== Excerpted passage
Hi.  I'm trying to improve autocomplete search results on a GeoNames Cities 
index.
I have been using django-haystack, but have run into issues there. I may 
need to replace it, or bypass it.  But my question here pertains to 
indexing and querying with autocomplete using multiple fields.

Users expect to be able to use two-letter abbreviations for states to 
narrow their city choices.  For example,
"San Francisco, CA" and "New York, NY" should have the cities you'd expect 
at the top of the list.
However that is not the case, and I think for different reasons.  You can 
see the results below.

It turns out that there are a lot of San Franciscos in the world! 
 Searching for "San Francisco CA" retrieves

San Francisco, Caraga, 13, PH 5.5191193
San Francisco, Caraga, 13, PH 5.5163627
San Francisco, Calabarzon, 40, PH 5.4498897
San Francisco, Calabarzon, 40, PH 5.281434
San Francisco, Caraga, 13, PH 5.281434
San Francisco, California, CA, US 5.2123656
South San Francisco, California, CA, US 4.3138
San Francisco (El Calvito), Chiapas, 05, MX 4.137272
San Francisco, Baja California Sur, 03, MX 4.137272
San Francisco (BaƱos de Agua Caliente), Guanajuato, 11, MX 3.3008962

I would like to boost the state (region_code) value so that San Francisco 
and South San Francisco are at the top.

For "New York NY" I get 

Nyack, New York, US 3.0575132
West Nyack, New York, US 2.670291
South Nyack, New York, US 2.5124028
Upper Nyack, New York, US 2.5124028

Instead of what I want, which is "New York City, New  York, US".

The autocomplete field is EdgeNGram called "content_auto".  It currently 
has the following format, which is what I want to return: "CityName, 
RegionName, CountryCode." 

So I think what I want to do in both cases is boost results if there is a 
match on the region_code field, but *not* display the region_code field in 
the results.

The type of the search is currently query_string, which is what haystack 
uses.  If there is some way to make that work, then that would be good. 
 However, I'm afraid it is limiting what I'm able to do.

I did some experiments --
If I query directly with curl for sf using

{
        "query":{
                "multi_match":{
                        "query": "San Francisco CA",
                        "type": "cross_fields",
                        "fields": ["content_auto", "region_code^3"]
                }
        }
}


I get a result I'm satisfied with.  However the similar query using "New 
York NY" puts the city as the sixth result!  I also tried putting the 
region_code in the content_auto string, and boosting the region_code field.
====
- Goal of the exercise
Answer these questions from the forum post on city autocomplete:
1. What kind of field is "content_auto"?
2. Which search type does haystack use?
3. In the multi_match test with "New York NY", at what position did the city appear?
The data after this point is separate material unrelated to the forum post.
== Dataset extract
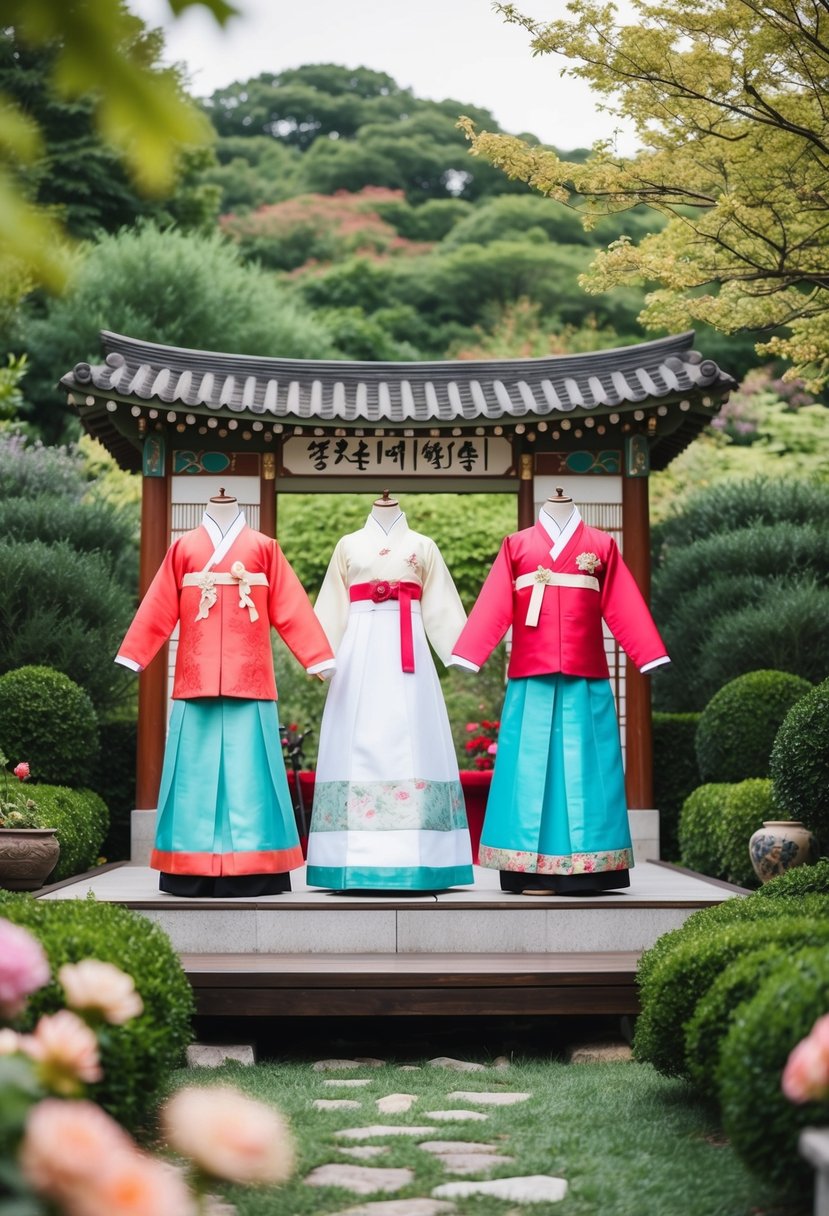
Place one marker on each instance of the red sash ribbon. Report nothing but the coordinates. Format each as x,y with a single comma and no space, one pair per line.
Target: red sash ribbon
378,591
====
- Task answer
1. EdgeNGram
2. query_string
3. Sixth